**What you should do:**
Reproduce verbatim the lines of the records below, starting with the line containing "Where exactly in this scan can I find the bicycle" and running through the last line of the records.
========
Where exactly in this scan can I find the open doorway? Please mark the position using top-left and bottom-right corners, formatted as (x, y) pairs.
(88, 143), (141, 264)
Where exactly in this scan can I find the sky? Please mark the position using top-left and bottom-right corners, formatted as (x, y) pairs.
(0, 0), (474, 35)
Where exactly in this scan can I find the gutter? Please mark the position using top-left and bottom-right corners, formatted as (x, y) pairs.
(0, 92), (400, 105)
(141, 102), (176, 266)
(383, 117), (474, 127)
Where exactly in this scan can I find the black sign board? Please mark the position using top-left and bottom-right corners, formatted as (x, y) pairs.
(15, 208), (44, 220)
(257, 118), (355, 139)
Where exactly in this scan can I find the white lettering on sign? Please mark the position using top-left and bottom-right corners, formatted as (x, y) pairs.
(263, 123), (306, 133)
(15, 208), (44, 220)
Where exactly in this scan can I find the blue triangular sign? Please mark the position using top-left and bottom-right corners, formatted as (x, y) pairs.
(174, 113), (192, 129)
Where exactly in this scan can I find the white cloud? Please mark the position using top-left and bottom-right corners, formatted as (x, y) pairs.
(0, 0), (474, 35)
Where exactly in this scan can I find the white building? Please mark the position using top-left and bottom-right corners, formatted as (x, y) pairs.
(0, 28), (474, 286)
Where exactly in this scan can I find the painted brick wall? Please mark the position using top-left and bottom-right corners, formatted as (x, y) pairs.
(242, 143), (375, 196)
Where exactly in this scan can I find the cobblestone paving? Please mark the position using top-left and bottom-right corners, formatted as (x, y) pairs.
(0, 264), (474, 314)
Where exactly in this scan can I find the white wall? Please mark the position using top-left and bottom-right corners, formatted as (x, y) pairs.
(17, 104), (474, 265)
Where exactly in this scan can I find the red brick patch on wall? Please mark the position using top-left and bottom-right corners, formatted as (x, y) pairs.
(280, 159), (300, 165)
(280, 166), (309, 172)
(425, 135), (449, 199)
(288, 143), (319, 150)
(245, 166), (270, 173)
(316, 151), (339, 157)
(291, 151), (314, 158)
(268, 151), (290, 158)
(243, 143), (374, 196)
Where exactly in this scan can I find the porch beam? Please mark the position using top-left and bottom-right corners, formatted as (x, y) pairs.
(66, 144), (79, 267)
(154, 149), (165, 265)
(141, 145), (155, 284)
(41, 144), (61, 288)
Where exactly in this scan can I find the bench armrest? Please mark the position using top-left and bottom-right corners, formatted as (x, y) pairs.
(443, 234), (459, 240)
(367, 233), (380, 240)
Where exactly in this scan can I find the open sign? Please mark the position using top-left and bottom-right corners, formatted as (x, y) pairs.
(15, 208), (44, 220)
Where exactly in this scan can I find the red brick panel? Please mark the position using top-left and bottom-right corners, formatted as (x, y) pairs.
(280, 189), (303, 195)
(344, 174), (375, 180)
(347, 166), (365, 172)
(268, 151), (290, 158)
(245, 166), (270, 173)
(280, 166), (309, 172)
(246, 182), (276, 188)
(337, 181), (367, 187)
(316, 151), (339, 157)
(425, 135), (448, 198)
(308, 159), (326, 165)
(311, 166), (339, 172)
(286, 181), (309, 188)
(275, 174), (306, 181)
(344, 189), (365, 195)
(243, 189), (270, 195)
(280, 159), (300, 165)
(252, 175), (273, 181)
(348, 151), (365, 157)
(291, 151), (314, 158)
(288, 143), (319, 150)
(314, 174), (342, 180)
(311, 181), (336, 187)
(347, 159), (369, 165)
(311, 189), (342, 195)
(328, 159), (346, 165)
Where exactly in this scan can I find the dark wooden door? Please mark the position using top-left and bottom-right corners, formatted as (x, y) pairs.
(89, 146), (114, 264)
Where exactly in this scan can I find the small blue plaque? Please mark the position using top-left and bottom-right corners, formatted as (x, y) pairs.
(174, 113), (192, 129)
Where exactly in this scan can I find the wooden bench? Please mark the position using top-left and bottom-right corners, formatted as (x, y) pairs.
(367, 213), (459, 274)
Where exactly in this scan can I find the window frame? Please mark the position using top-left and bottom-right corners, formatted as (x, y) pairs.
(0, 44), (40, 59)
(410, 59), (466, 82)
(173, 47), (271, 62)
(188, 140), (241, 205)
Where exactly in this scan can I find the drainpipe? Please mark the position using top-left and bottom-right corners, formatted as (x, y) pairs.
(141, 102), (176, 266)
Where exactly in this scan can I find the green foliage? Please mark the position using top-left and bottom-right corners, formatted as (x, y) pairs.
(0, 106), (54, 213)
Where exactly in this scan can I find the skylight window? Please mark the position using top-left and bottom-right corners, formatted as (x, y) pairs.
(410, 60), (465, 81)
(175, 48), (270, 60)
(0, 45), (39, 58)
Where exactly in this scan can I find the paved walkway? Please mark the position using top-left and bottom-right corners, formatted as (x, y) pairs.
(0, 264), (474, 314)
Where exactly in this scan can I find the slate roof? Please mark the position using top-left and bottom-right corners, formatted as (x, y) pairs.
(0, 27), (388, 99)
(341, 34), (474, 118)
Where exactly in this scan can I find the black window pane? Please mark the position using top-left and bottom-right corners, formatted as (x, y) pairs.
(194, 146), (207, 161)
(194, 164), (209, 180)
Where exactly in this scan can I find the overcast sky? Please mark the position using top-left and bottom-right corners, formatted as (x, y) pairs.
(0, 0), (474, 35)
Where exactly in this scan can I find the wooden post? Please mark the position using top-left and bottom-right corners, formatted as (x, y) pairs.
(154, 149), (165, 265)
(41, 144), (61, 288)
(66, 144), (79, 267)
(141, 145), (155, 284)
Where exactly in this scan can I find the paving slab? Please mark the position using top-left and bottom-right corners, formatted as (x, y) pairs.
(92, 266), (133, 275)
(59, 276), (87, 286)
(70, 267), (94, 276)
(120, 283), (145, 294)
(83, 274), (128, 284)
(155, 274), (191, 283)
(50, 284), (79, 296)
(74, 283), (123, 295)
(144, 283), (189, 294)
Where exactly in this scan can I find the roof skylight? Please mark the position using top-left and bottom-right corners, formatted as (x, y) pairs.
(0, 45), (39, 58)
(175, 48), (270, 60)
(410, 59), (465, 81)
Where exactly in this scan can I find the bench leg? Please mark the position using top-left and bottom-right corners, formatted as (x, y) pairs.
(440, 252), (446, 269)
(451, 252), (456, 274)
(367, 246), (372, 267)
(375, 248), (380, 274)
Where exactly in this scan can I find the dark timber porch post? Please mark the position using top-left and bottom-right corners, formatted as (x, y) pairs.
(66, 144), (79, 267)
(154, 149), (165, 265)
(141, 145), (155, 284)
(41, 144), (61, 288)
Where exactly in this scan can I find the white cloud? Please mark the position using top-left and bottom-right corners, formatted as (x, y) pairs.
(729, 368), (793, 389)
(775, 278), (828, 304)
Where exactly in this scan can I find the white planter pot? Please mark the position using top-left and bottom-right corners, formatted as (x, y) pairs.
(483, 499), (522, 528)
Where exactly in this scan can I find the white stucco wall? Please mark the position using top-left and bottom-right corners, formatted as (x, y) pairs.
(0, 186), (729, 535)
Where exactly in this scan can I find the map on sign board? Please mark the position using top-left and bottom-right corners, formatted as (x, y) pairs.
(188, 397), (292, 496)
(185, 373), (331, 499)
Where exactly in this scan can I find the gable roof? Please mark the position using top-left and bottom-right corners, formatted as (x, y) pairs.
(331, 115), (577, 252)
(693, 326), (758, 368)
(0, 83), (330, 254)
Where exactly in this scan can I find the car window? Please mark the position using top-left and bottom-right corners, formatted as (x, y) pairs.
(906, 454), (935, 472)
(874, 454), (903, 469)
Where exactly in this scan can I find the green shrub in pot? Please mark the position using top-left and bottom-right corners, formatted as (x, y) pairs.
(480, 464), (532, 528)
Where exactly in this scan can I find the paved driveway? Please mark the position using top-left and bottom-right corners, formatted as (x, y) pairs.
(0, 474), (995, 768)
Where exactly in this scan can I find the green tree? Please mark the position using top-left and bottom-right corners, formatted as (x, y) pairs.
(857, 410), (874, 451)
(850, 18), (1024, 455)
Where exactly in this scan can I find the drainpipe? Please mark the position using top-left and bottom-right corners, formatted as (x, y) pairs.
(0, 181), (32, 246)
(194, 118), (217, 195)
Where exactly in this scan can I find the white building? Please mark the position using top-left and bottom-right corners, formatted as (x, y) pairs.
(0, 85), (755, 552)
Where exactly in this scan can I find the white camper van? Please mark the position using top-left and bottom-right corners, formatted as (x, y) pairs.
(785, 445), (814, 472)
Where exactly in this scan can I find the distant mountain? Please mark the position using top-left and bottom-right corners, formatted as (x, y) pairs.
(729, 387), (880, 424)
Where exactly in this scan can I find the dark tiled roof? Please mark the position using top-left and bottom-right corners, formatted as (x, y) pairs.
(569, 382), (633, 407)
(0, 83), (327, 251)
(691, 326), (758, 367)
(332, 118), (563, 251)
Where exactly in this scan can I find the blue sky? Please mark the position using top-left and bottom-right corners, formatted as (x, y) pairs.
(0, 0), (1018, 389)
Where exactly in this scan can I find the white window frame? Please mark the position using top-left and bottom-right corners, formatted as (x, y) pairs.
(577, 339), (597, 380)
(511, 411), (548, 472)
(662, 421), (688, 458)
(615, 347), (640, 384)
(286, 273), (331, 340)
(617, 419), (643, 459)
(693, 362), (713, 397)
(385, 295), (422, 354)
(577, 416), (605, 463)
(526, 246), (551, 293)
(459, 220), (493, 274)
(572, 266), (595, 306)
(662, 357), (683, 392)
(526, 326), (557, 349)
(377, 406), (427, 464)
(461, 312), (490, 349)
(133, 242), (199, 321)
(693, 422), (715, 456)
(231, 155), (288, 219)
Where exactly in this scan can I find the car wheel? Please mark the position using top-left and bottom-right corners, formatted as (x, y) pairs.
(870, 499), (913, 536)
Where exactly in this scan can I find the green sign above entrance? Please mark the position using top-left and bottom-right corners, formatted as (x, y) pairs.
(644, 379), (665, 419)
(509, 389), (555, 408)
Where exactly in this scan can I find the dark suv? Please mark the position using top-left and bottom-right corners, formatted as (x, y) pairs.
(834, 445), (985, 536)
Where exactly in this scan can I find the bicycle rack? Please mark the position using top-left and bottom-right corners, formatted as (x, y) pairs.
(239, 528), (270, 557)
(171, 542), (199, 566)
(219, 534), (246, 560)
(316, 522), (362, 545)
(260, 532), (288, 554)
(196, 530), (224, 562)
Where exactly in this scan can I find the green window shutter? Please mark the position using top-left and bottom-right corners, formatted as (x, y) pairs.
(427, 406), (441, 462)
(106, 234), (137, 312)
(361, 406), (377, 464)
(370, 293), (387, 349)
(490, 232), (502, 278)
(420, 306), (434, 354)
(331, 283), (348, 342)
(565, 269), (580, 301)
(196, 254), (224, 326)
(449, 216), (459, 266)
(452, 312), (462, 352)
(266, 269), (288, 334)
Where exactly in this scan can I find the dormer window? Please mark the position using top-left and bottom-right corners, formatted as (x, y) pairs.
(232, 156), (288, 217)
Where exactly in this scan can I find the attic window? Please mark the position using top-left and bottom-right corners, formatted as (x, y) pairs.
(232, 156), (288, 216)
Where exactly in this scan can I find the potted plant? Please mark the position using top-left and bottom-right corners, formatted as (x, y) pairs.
========
**Answer to this exercise:**
Where exactly in this scan can I find the bicycle rack? Please mark the position using top-left and bottom-right corners, formatted as (x, y) pairs.
(239, 528), (270, 557)
(171, 542), (199, 566)
(219, 534), (246, 560)
(316, 522), (362, 545)
(260, 532), (288, 554)
(196, 530), (224, 562)
Where exactly in this scan can I find the green window shutter? Please mark the position using top-left and bottom-right corners, formatted as (x, y) pairs.
(427, 406), (441, 462)
(106, 234), (137, 312)
(361, 406), (377, 464)
(370, 293), (387, 349)
(490, 232), (502, 278)
(420, 306), (434, 354)
(331, 283), (348, 342)
(565, 269), (580, 301)
(196, 254), (224, 326)
(449, 216), (459, 266)
(452, 312), (462, 352)
(266, 269), (288, 334)
Where exactly in this scan can I find the dormer window? Please mark the position using top-left and bottom-right corners, formatted as (x, y) pairs.
(232, 156), (288, 217)
Where exactly in this scan can I find the attic window? Please mark the position using top-left and bottom-right corners, formatted as (x, y) pairs.
(232, 156), (288, 216)
Where exactly in this scan can I find the potted plant? Please mark the position using top-left and bottom-right corners, formatted as (x, y) pairs.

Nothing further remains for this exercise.